» Texte fourni:
==*==

À première vue, l’affaire a tout de la mauvaise caricature du folklore politique provençal : un notable local clientéliste, une Vierge, une statue de saint, un chemin de “Radasse” 1, un candidat d’extrême droite parachuté…

Elle se tient dans la commune varoise de Cogolin, et malgré les apparences elle constitue une facette d’un enjeu national : la défense et le respect de la loi de 1905.

1905 : l’enjeu de l’article 28

Notre revue a déjà évoqué dans ses colonnes la loi de 1905, et sa portée : la Séparation des Églises et de l’État 2. Il s’agit d’une grande conquête démocratique à l’instar d’autres conquêtes démocratiques et sociales, nécessitant certes des compromis du fait des rapports de forces, et qui de surcroît a été écornée – comme beaucoup de conquêtes sociales et démocratiques – par divers gouvernements. Il ne s’agit pas d’une particularité française, mais de la forme que prend en France un combat démocratique universel, porté par les militant.es du mouvement ouvrier 3.

==*==

» Lignes fournies:
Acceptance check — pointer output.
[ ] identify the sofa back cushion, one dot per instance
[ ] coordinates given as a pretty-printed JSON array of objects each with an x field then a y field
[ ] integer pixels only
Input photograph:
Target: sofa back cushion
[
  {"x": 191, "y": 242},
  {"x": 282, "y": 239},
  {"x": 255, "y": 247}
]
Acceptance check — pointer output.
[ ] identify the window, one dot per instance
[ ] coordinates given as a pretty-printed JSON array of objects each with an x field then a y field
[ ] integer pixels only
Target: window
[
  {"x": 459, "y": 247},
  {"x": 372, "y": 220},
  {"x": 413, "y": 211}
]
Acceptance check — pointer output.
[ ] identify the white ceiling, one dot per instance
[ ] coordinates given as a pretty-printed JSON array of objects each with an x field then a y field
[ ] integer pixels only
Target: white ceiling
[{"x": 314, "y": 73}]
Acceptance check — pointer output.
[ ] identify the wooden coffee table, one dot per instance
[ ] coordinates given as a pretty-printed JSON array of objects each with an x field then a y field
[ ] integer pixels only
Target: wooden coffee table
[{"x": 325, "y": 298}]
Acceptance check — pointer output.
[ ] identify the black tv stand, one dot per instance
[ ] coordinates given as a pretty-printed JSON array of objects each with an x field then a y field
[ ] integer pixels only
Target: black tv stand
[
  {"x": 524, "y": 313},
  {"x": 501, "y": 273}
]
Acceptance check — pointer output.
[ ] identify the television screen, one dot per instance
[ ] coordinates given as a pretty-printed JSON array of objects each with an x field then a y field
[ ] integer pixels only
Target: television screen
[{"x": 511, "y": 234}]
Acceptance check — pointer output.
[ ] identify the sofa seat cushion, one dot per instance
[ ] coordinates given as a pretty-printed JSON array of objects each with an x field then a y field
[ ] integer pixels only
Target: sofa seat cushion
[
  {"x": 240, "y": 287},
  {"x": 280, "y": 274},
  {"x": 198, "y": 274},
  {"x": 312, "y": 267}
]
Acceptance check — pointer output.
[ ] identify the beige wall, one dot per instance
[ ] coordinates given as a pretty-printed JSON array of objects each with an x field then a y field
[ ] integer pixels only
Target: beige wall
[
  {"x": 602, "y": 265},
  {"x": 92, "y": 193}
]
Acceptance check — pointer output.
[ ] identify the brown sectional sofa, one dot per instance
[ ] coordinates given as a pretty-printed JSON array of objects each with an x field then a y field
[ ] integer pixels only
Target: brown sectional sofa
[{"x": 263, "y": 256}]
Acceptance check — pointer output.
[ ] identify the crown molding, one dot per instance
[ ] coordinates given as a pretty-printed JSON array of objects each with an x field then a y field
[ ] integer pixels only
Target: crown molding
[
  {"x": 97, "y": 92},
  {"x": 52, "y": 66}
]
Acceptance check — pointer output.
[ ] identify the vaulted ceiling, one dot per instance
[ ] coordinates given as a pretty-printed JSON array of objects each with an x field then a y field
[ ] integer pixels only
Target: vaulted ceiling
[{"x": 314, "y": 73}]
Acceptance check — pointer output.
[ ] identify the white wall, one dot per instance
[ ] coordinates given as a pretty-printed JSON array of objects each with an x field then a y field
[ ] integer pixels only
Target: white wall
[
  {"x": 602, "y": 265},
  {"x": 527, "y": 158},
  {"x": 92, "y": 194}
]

==*==

» Consigne: Recopiez intégralement le texte sur la loi de 1905, sans y apporter la moindre modification. Les lignes n'ont aucun rôle à jouer ici.

» Solution:
À première vue, l’affaire a tout de la mauvaise caricature du folklore politique provençal : un notable local clientéliste, une Vierge, une statue de saint, un chemin de “Radasse” 1, un candidat d’extrême droite parachuté…

Elle se tient dans la commune varoise de Cogolin, et malgré les apparences elle constitue une facette d’un enjeu national : la défense et le respect de la loi de 1905.

1905 : l’enjeu de l’article 28

Notre revue a déjà évoqué dans ses colonnes la loi de 1905, et sa portée : la Séparation des Églises et de l’État 2. Il s’agit d’une grande conquête démocratique à l’instar d’autres conquêtes démocratiques et sociales, nécessitant certes des compromis du fait des rapports de forces, et qui de surcroît a été écornée – comme beaucoup de conquêtes sociales et démocratiques – par divers gouvernements. Il ne s’agit pas d’une particularité française, mais de la forme que prend en France un combat démocratique universel, porté par les militant.es du mouvement ouvrier 3.